(Study material)

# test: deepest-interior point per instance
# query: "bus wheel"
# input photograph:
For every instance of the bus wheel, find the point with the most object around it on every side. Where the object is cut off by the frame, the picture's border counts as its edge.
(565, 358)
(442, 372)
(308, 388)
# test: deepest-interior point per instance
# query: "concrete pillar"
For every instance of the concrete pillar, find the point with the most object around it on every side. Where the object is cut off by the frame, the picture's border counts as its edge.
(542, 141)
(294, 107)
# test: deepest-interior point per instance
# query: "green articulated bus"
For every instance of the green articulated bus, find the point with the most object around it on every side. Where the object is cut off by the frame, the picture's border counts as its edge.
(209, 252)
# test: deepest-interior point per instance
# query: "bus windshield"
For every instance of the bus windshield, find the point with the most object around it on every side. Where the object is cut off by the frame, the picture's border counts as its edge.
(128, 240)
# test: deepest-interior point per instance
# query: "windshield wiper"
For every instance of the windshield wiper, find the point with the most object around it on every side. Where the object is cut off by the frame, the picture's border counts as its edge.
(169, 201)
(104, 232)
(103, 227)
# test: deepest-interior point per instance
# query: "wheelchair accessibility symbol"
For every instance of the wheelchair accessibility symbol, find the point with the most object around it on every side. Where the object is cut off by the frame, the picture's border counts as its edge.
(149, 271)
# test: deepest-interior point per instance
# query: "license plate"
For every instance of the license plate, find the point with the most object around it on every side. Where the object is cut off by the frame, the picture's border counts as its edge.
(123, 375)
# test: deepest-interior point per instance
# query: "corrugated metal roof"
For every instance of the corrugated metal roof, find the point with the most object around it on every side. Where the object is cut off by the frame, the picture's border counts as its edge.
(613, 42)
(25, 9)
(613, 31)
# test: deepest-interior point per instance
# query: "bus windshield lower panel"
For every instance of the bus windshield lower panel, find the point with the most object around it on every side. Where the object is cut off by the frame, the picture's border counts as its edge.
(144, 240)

(End Study material)

> Task to complete
All lines in the entries above that include "query" should be found and copied.

> Result below
# query: "bus wheel"
# query: "concrete pillar"
# query: "green articulated bus"
# query: "bus windshield"
# query: "windshield wiper"
# query: "wheelchair accessibility symbol"
# query: "license plate"
# query: "corrugated metal roof"
# query: "bus windshield lower panel"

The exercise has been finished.